EXERCISE BRIEF.
Once you find the line with "[locate] tiled floor (one point each)" in the data that follows, repeat it and every line after it exactly, through the line with "[locate] white trousers (one point each)".
□ □ □ □ □
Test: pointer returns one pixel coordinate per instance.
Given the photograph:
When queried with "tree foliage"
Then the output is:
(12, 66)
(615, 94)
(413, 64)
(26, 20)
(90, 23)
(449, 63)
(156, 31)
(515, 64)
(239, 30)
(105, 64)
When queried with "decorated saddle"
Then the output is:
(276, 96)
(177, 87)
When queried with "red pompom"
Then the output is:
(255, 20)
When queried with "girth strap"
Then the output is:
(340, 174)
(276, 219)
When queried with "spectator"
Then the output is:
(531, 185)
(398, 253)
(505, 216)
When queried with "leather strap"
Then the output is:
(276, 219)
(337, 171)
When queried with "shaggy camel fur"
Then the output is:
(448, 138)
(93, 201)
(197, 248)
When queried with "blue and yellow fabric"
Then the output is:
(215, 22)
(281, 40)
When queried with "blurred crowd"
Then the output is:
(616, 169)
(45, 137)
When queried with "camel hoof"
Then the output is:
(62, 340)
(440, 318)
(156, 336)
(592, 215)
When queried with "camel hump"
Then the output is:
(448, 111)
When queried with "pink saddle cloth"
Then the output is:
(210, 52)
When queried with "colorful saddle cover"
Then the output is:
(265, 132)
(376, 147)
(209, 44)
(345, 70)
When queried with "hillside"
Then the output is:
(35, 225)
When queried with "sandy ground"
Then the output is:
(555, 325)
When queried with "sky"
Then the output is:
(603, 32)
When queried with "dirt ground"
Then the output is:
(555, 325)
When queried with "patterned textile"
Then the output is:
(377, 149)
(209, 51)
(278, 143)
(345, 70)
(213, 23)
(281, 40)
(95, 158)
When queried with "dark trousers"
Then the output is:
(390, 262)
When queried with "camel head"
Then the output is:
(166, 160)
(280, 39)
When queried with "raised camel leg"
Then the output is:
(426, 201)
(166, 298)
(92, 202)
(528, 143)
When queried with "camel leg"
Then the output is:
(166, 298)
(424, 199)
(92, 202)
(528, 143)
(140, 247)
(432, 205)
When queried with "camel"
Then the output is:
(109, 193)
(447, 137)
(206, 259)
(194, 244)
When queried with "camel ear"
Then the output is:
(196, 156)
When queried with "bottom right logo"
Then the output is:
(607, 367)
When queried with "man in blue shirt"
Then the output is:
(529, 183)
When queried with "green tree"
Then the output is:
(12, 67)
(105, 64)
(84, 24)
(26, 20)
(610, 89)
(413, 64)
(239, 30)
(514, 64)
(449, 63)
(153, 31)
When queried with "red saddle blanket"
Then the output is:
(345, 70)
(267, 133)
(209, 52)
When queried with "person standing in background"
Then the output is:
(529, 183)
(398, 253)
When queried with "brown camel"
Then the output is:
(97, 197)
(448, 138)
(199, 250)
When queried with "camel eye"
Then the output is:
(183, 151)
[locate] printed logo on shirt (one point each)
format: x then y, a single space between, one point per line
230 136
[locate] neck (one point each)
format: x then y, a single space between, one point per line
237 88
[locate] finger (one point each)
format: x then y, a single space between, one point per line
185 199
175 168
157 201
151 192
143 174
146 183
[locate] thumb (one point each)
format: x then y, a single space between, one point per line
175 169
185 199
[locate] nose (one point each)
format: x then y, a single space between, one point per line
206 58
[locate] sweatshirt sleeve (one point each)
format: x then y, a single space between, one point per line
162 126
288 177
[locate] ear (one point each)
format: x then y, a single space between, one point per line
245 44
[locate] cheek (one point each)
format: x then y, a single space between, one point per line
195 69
□ □ □ □ □
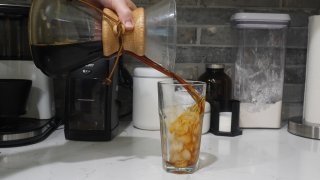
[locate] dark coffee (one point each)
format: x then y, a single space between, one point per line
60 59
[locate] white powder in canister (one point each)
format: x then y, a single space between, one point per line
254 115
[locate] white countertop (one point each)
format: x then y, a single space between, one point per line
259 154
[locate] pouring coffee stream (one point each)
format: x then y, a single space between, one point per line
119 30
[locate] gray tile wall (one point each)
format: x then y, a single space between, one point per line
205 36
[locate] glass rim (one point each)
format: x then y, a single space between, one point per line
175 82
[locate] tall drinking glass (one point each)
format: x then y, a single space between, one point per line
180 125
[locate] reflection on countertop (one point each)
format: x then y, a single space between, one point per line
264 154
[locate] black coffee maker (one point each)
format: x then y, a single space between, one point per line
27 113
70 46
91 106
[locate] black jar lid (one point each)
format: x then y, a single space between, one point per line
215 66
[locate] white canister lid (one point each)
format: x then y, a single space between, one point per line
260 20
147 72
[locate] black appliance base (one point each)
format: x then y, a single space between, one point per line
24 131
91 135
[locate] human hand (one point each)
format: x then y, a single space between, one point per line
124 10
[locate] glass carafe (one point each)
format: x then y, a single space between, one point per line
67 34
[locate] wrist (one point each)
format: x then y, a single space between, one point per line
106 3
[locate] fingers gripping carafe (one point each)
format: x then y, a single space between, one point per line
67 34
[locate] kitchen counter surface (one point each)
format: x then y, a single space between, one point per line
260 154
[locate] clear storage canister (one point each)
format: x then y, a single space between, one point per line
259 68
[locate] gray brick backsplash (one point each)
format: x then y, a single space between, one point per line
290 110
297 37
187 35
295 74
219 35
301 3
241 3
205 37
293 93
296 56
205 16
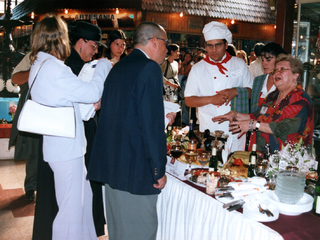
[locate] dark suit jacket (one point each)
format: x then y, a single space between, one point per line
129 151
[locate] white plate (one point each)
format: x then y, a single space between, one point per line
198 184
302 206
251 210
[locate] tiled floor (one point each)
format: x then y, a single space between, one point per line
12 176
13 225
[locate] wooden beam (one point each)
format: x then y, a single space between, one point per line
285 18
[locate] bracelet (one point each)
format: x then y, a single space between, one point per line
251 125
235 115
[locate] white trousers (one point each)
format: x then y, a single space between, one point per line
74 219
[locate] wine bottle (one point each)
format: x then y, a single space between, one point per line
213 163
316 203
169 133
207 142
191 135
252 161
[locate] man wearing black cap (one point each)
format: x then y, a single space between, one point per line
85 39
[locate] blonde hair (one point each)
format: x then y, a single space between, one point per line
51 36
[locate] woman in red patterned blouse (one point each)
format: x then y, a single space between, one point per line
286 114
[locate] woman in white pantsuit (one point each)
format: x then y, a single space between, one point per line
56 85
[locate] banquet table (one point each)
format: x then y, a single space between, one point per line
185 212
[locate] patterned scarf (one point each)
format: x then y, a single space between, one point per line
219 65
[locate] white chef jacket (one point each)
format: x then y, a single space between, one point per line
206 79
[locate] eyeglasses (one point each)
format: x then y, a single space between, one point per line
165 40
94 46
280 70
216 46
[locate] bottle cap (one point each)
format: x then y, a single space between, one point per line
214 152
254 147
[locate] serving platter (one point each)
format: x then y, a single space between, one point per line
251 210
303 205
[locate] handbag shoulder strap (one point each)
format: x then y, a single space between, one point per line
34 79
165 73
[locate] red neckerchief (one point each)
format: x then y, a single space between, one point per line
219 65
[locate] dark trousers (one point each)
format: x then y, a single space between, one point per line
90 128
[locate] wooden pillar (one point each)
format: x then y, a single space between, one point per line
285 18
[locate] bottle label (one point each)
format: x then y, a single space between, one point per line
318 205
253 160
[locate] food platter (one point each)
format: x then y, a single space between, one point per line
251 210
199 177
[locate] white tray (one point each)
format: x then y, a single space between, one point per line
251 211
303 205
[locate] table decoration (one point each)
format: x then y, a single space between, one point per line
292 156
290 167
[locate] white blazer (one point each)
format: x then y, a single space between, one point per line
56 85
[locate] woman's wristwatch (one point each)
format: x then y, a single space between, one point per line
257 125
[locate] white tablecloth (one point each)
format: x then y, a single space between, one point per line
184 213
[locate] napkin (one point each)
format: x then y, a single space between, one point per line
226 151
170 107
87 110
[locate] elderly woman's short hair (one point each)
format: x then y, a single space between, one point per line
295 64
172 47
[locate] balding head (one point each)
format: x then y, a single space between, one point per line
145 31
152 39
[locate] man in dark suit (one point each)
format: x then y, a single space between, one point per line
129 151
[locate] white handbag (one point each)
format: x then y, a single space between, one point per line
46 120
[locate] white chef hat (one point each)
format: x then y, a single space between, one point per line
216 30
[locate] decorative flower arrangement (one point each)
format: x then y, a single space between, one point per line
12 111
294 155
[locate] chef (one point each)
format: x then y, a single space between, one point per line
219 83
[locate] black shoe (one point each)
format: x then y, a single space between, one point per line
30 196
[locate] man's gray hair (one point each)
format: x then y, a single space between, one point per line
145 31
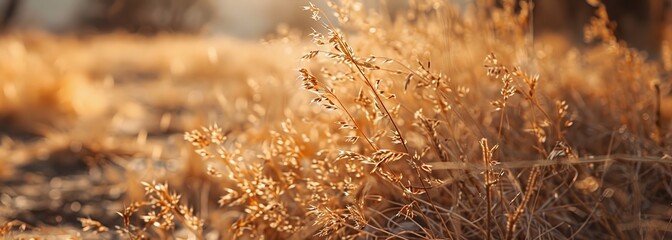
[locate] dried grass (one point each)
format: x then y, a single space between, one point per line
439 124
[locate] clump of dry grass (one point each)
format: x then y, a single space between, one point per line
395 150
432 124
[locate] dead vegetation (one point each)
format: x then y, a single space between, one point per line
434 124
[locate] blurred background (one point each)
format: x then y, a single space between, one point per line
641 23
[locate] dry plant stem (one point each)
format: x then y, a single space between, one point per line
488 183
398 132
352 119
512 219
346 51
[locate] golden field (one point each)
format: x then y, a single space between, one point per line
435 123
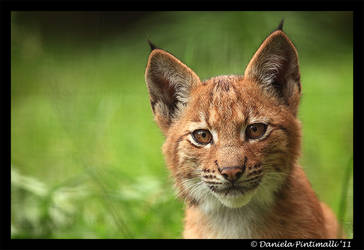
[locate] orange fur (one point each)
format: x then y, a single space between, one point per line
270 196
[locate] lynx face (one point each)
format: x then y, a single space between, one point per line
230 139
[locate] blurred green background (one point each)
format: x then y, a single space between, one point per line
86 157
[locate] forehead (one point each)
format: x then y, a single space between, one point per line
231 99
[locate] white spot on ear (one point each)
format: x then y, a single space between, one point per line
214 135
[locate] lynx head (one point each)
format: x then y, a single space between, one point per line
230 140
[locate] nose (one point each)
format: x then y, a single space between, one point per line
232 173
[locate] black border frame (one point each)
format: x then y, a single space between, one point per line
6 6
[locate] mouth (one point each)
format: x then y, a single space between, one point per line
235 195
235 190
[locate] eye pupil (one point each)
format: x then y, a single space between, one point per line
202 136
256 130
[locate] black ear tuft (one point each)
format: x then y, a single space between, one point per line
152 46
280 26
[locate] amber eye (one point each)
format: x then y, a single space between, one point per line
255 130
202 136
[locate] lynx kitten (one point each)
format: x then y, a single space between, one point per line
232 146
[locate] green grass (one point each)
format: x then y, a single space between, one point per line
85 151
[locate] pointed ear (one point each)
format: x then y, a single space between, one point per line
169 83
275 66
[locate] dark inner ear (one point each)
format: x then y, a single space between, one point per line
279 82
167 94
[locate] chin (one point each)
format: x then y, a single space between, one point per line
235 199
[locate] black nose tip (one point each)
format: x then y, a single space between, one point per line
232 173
□ □ □ □ □
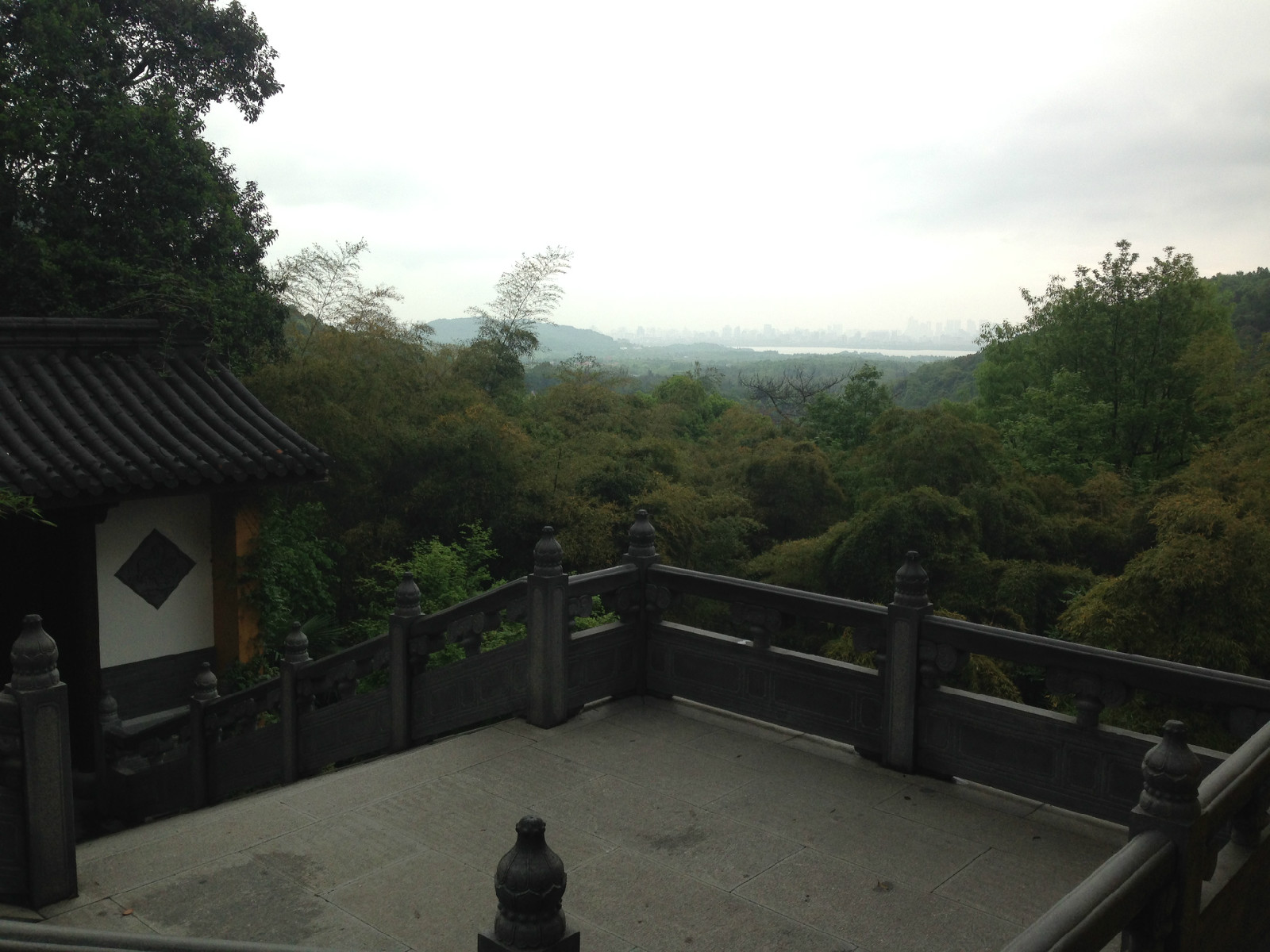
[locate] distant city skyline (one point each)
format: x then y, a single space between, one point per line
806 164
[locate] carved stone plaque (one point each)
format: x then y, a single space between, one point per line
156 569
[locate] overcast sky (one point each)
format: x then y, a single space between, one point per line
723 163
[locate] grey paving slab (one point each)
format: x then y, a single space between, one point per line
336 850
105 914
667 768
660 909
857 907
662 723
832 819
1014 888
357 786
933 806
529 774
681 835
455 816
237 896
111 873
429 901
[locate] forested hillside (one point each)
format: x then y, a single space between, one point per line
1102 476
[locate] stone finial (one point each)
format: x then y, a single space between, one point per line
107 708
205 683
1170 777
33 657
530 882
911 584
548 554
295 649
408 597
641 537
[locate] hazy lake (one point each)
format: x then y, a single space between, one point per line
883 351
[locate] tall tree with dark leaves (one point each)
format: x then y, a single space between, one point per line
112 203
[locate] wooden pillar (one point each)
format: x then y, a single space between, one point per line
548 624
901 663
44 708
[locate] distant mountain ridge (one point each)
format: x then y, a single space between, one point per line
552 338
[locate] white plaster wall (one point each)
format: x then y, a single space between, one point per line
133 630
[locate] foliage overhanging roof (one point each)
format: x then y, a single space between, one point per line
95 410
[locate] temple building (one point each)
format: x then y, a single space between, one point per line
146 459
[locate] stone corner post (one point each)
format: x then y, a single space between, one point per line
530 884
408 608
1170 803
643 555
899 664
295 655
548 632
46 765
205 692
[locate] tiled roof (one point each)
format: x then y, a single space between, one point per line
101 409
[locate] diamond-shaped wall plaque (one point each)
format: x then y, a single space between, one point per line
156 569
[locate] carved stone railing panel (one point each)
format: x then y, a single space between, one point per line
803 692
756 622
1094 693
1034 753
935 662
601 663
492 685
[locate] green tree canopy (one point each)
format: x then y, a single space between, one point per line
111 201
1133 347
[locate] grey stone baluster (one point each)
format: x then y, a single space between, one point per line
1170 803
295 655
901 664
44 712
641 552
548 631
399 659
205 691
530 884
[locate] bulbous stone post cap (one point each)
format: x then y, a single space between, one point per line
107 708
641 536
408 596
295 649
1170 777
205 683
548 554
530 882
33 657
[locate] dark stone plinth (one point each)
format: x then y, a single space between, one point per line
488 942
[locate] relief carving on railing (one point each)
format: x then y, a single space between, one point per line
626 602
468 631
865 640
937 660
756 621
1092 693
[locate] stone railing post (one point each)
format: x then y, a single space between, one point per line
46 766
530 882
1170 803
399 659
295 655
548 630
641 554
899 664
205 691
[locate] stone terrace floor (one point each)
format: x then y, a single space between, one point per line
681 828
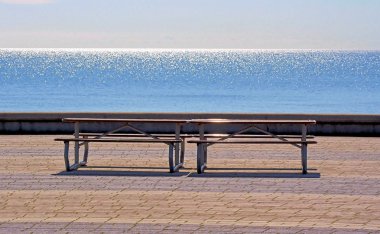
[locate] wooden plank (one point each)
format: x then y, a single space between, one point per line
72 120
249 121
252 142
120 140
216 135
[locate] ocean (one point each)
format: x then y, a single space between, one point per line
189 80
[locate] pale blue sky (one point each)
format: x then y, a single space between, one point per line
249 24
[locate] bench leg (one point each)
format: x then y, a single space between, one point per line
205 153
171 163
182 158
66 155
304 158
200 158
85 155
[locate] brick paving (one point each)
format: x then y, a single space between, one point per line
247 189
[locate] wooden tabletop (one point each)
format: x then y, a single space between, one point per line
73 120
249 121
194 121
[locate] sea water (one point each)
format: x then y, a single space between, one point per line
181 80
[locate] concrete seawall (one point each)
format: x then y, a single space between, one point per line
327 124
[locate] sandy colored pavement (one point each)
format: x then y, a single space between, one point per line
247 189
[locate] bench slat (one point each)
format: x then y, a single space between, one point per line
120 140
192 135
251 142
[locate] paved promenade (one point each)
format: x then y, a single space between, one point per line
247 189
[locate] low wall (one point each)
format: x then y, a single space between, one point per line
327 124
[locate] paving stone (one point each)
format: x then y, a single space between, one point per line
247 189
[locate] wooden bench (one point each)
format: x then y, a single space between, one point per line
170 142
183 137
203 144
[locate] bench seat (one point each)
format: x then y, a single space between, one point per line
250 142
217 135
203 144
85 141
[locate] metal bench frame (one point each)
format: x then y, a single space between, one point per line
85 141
□ □ □ □ □
EXERCISE SOLUTION.
[locate] tiled floor (one point each)
format: x then y, a single space between, one point per line
12 176
13 225
[locate] wooden beam (one point each)
format: x then y, a single space between, one point per line
285 18
[locate] bracelet (one point each)
format: x then y, a single space between, one point per line
251 125
235 115
[locate] white trousers (one point each)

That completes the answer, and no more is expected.